No lançamento do curso, o coordenador do Comitê Gestor Nacional de Justiça Restaurativa do CNJ, conselheiro Luiz Fernando Tomasi Keppen, destacou a complexidade das relações humanas, da universalidade do fenômeno da violência e da consequente necessidade contínua de busca de soluções.
“Familiarizar os operadores do direito com a lógica da justiça restaurativa, além de sair um pouco do tecnicismo e adentrar a complexidade que é a vida, será objeto de discussões e de estudo. É preciso renovar o pensamento, intensificar e estender a inteligência para que o futuro não seja apenas uma esperança, como advertiu (o filósofo francês Jean-Paul) Sartre, mas a materialização da esperança ao alcance de cada um”, disse Keppen.
O juiz coordenador do Departamento de Monitoramento e Fiscalização do Sistema Carcerário e do Sistema de Execução de Medidas Socioeducativas (DMF/CNJ), Luís Geraldo Lanfredi, destaca o caráter inovador de trazer os conceitos restaurativos para a justiça criminal e para justiça da juventude.

DADOS EXTRAÍDOS —
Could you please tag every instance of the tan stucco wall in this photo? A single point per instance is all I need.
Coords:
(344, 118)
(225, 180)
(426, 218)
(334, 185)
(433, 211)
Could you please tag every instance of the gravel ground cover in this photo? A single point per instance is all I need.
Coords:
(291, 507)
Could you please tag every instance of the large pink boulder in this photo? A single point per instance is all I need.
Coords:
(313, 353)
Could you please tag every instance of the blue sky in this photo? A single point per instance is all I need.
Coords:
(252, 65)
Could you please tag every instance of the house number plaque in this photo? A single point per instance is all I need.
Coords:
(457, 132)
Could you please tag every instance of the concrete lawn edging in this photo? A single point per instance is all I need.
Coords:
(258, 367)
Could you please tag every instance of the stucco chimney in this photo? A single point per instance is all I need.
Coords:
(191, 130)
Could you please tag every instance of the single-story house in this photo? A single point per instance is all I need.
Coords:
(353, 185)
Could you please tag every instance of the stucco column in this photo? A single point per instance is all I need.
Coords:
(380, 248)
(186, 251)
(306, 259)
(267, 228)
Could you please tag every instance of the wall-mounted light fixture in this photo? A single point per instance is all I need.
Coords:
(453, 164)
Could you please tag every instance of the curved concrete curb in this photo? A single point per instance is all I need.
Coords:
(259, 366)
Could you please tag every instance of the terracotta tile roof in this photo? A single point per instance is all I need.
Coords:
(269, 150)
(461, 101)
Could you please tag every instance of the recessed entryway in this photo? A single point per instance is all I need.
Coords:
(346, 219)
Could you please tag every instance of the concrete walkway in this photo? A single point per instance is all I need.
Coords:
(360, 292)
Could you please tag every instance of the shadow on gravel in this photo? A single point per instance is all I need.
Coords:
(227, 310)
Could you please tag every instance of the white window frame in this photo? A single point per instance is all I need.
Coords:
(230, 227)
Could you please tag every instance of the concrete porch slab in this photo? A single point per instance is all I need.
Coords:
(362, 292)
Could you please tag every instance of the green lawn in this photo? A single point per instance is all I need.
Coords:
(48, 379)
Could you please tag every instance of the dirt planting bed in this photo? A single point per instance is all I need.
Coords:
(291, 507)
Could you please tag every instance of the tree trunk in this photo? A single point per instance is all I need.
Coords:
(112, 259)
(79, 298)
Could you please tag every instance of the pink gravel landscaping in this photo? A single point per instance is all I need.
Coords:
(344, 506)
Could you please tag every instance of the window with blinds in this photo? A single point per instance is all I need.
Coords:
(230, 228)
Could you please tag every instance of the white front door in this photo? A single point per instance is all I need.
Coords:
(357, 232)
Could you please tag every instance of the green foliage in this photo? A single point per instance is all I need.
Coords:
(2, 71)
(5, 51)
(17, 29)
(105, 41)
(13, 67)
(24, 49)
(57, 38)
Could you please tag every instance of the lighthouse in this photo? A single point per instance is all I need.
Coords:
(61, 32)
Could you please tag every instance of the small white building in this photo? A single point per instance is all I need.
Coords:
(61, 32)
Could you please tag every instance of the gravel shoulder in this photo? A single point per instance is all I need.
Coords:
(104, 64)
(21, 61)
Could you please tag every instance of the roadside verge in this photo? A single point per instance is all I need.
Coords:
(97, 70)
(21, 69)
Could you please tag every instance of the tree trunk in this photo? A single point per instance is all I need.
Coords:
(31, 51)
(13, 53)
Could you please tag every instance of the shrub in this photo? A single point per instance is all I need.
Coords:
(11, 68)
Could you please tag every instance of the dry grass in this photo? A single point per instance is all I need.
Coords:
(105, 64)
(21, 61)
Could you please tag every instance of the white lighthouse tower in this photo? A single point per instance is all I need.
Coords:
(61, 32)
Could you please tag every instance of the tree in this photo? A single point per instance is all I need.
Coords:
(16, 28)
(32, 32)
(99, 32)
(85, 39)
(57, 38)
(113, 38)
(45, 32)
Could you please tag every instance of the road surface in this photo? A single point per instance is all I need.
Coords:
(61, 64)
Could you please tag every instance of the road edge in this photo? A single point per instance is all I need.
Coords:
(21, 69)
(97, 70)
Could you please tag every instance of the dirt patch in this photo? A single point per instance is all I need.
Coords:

ENUNCIADO — De acordo com o trecho, qual filósofo Luiz Fernando Tomasi Keppen citou em sua fala no lançamento do curso?

RESPOSTA — O filósofo francês Jean-Paul Sartre.